→ **WORK TO BE COMPLETED**
Each entry should appear in the answer exactly as written.
*** Opening INPUT MATERIAL ***
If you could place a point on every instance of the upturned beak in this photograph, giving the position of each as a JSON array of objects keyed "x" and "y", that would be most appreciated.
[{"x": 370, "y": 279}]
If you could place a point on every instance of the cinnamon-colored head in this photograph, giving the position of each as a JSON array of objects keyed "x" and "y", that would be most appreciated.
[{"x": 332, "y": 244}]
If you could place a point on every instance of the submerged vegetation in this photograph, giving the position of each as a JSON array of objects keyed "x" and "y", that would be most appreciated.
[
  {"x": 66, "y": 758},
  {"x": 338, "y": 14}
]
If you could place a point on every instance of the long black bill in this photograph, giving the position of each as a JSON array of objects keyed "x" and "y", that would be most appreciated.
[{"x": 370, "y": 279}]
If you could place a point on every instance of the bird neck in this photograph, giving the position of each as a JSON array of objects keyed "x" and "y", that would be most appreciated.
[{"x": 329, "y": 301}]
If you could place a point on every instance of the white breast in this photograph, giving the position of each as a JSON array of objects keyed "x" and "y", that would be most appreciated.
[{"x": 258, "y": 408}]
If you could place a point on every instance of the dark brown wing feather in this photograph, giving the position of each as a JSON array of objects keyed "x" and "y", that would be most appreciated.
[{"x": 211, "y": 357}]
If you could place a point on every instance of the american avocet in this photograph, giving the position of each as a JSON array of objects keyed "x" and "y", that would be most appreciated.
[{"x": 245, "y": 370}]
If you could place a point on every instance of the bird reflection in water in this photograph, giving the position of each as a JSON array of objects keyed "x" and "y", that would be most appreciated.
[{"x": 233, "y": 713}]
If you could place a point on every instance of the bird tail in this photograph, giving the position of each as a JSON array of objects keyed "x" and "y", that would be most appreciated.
*** Closing INPUT MATERIAL ***
→ **OUTPUT FOR THIS TASK**
If you could place a point on every instance of the upturned beak in this photograph, giving the position of each as a JSON array of objects keyed "x" and "y", that would be most appreciated.
[{"x": 370, "y": 279}]
If you could place a point on every instance of the cinnamon-colored head in this photograph, giving the position of each as a JSON array of objects keyed "x" and "y", that would be most appreciated.
[{"x": 332, "y": 244}]
If you could place a point on every instance of the submerged vegetation in this photograph, giving the position of each as a JSON array of objects keyed "x" and "y", that would be most appreciated.
[
  {"x": 66, "y": 758},
  {"x": 338, "y": 14}
]
If you could place a point on every instance of the long black bill in this photograph, giving the position of each as a JSON array of objects keyed "x" and "y", that would be most appreciated.
[{"x": 370, "y": 279}]
If you could place a point on every instance of the bird neck in this photograph, giving the position of each as a JSON array of objects keyed "x" and "y", that would be most appreciated.
[{"x": 329, "y": 301}]
If you could place a point on every instance of the white breast in this photograph, giving the position of each as a JSON array of objects keyed "x" and "y", that would be most appreciated.
[{"x": 258, "y": 408}]
If you could place a point on every instance of the dark brown wing feather in this photograph, giving the position of each as a JSON array of objects keyed "x" and "y", that would be most appreciated.
[{"x": 211, "y": 357}]
If you could place a point on every instance of the american avocet in this photograph, giving the position of each as a JSON array of objects keyed "x" and "y", that would be most appreciated.
[{"x": 245, "y": 370}]
If you could place a point on every instance of the bird reflection in water in this photograph, giving the position of each as a JSON array of objects keyed "x" and "y", that would be most appreciated.
[{"x": 233, "y": 713}]
If you could place a point on every instance of the bird tail in this photograph, giving the position of each as a JSON array of objects keyed "x" and "y", that would be most appreciated.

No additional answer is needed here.